= TASK STATEMENT =
Write out, word for word, every line from the one where "Could you point out the gray" occurs to the final line of the entries, and nothing beyond them.
START WORKING DATA
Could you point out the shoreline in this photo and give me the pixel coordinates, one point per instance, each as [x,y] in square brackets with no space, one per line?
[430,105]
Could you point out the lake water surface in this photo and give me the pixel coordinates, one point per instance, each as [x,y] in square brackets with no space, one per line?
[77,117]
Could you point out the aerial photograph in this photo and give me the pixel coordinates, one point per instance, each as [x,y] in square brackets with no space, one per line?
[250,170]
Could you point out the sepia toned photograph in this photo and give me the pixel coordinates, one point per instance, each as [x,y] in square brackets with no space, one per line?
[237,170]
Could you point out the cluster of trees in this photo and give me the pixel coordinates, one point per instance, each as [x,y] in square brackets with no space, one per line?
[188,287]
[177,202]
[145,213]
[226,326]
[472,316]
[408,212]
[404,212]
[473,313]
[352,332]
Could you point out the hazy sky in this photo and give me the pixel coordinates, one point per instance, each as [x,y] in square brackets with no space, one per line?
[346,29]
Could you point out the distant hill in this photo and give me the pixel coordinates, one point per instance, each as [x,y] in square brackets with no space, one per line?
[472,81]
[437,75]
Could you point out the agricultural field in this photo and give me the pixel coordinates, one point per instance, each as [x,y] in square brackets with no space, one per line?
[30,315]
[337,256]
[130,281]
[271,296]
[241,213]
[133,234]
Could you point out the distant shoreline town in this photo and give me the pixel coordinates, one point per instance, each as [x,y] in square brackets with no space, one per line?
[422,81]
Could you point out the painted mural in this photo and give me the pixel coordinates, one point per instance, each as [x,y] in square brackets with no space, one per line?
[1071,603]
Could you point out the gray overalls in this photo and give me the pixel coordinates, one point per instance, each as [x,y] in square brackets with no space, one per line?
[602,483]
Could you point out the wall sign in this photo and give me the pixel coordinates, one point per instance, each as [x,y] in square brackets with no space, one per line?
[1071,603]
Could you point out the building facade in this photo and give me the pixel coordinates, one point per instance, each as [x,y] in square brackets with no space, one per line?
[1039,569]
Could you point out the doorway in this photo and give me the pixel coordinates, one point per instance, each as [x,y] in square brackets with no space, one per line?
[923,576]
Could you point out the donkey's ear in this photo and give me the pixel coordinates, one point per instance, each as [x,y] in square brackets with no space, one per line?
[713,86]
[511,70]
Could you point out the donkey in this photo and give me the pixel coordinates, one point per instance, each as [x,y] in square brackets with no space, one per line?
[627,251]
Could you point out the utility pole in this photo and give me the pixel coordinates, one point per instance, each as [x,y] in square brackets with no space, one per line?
END WORKING DATA
= REPLY =
Could you point out the gray overalls in this photo and give me the pixel coordinates, one point per instance, each as [x,y] in square brackets with no space, one per line?
[602,483]
Could you point out the wall sign in this photo and give me the pixel coordinates, one point per instance, each as [x,y] in square brackets with no space, one per line?
[1071,603]
Could you point out the building facade in this photo and give me the pixel coordinates, one point per instance, each as [x,y] in square brackets with no space, one per line?
[1039,569]
Could you point out the doorway in this photo and give me the pixel coordinates, one point per instance, each as [x,y] in square brackets with no space, one per line?
[923,576]
Could you point out the donkey's ear in this photo and give me the pixel coordinates, one point per instance, each as [x,y] in square brackets with no space, one per line?
[713,86]
[511,70]
Could you point out the donkey in this photo and give me the pixel coordinates, one point per instance, each as [x,y] in square brackets with no space, one per line?
[627,251]
Could you point out the utility pole in this photo and give me the pixel coordinates, one point per instance, each as [x,y] in square brackets with no space, one per line?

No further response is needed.